PROBLEM STATEMENT —
Extract the final stretch of the data: the line that contains "point: the red petal, center" and every line after it, unaltered, and no other lines.

EXERCISE MATERIAL —

════════════════════

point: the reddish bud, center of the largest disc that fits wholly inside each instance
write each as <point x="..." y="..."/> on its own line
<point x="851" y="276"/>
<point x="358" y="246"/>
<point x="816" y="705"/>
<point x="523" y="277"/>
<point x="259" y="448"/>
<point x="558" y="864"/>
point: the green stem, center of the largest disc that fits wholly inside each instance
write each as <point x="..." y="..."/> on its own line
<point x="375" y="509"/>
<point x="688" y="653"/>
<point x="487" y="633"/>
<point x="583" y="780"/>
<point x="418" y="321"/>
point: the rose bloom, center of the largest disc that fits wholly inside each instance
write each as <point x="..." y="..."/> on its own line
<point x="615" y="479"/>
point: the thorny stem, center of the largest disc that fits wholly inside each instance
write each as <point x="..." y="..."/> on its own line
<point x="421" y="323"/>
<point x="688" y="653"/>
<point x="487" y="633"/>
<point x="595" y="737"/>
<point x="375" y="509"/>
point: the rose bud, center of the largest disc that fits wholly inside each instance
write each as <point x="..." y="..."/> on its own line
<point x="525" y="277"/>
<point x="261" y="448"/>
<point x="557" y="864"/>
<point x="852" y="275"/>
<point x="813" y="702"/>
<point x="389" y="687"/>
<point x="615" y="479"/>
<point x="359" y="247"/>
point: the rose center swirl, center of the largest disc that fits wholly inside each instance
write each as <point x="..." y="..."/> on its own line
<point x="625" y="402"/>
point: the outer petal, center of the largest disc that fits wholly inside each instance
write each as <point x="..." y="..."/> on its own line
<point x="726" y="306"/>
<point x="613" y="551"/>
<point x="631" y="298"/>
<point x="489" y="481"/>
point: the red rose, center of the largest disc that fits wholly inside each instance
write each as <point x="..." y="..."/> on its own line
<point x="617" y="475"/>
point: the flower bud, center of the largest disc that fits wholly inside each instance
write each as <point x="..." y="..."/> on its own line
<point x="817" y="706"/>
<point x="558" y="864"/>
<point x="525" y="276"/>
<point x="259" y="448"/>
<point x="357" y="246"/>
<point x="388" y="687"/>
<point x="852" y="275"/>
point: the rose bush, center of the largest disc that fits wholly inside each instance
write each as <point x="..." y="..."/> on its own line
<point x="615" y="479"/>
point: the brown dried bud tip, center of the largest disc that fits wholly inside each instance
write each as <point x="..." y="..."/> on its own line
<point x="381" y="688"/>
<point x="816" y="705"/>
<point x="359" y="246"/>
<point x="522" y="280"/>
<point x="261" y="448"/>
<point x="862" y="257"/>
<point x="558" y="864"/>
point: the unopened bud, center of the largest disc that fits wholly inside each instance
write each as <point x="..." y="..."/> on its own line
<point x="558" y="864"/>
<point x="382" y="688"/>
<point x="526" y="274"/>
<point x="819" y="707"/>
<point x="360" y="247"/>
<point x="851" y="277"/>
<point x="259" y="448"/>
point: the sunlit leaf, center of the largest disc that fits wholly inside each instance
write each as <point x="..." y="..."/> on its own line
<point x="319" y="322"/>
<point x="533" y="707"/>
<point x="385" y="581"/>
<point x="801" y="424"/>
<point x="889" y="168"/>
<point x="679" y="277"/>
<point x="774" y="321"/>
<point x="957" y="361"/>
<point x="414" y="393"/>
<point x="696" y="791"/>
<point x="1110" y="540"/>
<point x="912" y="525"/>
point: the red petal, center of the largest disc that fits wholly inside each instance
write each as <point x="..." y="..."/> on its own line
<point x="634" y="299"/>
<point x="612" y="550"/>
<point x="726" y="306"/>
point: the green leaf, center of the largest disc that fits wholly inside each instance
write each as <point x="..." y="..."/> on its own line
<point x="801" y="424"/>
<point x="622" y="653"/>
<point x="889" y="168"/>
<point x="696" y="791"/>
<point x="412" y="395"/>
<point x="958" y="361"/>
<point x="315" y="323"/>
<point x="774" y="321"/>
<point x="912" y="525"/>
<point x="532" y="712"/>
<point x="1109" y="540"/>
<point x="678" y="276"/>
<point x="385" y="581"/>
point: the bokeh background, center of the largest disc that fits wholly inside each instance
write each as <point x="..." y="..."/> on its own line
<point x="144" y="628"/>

════════════════════

TASK SOLUTION —
point: the red petal, center of the largest disc that fits wholly inside each instance
write each as <point x="..." y="..."/> on its own line
<point x="634" y="299"/>
<point x="612" y="550"/>
<point x="726" y="306"/>
point: the green leaf, center of the largest disc that fits wholly inside each instance
write each as <point x="..." y="..."/> on its own line
<point x="801" y="424"/>
<point x="622" y="653"/>
<point x="889" y="168"/>
<point x="696" y="791"/>
<point x="412" y="395"/>
<point x="958" y="361"/>
<point x="315" y="323"/>
<point x="774" y="321"/>
<point x="912" y="525"/>
<point x="532" y="712"/>
<point x="1109" y="540"/>
<point x="678" y="276"/>
<point x="385" y="581"/>
point: the bokeh background, center of the largest disc that fits wholly inside each instance
write each as <point x="..." y="..."/> on its own line
<point x="144" y="628"/>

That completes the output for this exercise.